Selected text start

Firstly, I have a hard time understanding what the --update parameter does. I thought that without it, it would logically update any file that changes and I believe that's what it does, so why does the --update parameter even exist?

Secondly, related to what I asked because I thought it would solve my issue, but it doesn't, I have a bunch of config files that I would want updated into a different folder every time they change by having a cronjob that runs the below command every hour or every day, this way I can have a few previous versions in case something goes awry. The problem is that these files rarely change, but rsync creates another folder with hard links regardless it changes or not, which is a bit annoying because then you have loads of folders of the same thing, even them being a hard link and not taking space, it creates a lot of clutter.

Selected text end
Data provided start

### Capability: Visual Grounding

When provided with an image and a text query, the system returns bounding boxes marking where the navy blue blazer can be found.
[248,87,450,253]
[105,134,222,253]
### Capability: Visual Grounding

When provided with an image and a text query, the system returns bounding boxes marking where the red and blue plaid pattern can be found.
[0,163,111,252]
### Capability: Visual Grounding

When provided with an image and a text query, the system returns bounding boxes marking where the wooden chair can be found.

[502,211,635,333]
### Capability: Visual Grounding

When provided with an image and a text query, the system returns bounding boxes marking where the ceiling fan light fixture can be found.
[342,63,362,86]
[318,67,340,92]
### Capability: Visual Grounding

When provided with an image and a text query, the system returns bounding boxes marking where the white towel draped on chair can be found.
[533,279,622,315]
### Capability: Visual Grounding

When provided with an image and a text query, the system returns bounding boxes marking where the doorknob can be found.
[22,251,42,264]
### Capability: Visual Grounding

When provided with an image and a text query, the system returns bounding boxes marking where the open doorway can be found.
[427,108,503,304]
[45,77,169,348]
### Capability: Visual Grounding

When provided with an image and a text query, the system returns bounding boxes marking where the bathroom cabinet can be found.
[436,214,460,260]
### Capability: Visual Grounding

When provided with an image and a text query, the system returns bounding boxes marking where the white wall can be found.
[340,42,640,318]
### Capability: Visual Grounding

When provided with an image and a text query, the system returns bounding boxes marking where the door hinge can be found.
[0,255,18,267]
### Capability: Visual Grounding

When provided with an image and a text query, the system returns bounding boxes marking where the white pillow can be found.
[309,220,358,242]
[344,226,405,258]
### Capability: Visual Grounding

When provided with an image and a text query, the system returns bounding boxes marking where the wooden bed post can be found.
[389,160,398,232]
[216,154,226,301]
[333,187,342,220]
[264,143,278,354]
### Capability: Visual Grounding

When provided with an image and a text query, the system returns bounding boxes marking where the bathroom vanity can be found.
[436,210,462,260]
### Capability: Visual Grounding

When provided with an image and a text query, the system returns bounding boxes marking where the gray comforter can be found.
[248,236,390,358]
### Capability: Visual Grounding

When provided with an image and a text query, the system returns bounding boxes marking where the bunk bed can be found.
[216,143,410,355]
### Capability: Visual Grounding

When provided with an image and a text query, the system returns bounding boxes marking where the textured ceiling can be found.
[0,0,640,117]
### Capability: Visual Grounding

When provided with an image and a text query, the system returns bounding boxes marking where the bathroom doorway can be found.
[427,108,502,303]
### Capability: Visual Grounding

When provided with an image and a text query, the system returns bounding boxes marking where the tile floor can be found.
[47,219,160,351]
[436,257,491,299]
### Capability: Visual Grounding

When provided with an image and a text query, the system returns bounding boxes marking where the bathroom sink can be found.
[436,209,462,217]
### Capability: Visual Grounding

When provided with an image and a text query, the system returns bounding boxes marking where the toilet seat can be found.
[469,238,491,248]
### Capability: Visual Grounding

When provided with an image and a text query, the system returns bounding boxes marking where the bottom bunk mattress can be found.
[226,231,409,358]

Data provided end

• [Tasks]:
1. Duplicate the part of the rsync question starting with "Firstly, I have" and going on through "lot of clutter.".
2. In the rsync question, how often would the cronjob run the command?
3. Write the next part of the rsync question, picking up after its final sentence.
The records above come from a separate source.

• [Answers to each task]:
1.
Firstly, I have a hard time understanding what the --update parameter does. I thought that without it, it would logically update any file that changes and I believe that's what it does, so why does the --update parameter even exist?

Secondly, related to what I asked because I thought it would solve my issue, but it doesn't, I have a bunch of config files that I would want updated into a different folder every time they change by having a cronjob that runs the below command every hour or every day, this way I can have a few previous versions in case something goes awry. The problem is that these files rarely change, but rsync creates another folder with hard links regardless it changes or not, which is a bit annoying because then you have loads of folders of the same thing, even them being a hard link and not taking space, it creates a lot of clutter.

2. Every hour or every day.

3.
Isn't there any way to stop rsync --link-dest from doing this? That is, create the folder only if anything changes, otherwise do nothing. Seems like a pretty basic case scenario so I would have thought there is an easy way to do this with a parameter, but I can't find the answer anywhere.

rsync -azP --delete --stats --update --log-file=/var/log/rsync/apacheconfdate +%F_%T.log -e "ssh -i /home/user/.ssh/id_rsa" /etc/apache2/sites-available --link-dest=/mnt/backup/apache2/apache user@xxx.xxx.xxx:/mnt/backup/apache2/apachedate +%F_%T.log


Regarding --update, the rsync man page is very clear:

-u, --update: skip files that are newer on the receiver. This forces rsync to skip any files which exist on the destination and have a modified time that is newer than the source file. (If an existing destination file has a modification time equal to the source file's, it will be updated if the sizes are different.)

Without this option, an old file on src can overwrite a newer file on dst. Using this option, you are sure that newer files are never overwritten by older version.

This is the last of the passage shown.